- _Activity_:
Repeat the entries that follow from start to finish, keeping every character.

- _Input for this task_:

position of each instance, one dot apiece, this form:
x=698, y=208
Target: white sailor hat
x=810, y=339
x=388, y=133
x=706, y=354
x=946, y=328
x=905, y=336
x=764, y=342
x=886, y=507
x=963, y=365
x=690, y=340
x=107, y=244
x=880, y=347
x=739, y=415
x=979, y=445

- _Response box_:
position of each instance, one dot apiece, this form:
x=698, y=208
Target: white sailor hat
x=810, y=339
x=388, y=133
x=706, y=354
x=946, y=328
x=905, y=336
x=764, y=342
x=886, y=507
x=963, y=365
x=690, y=340
x=107, y=244
x=880, y=347
x=739, y=415
x=979, y=445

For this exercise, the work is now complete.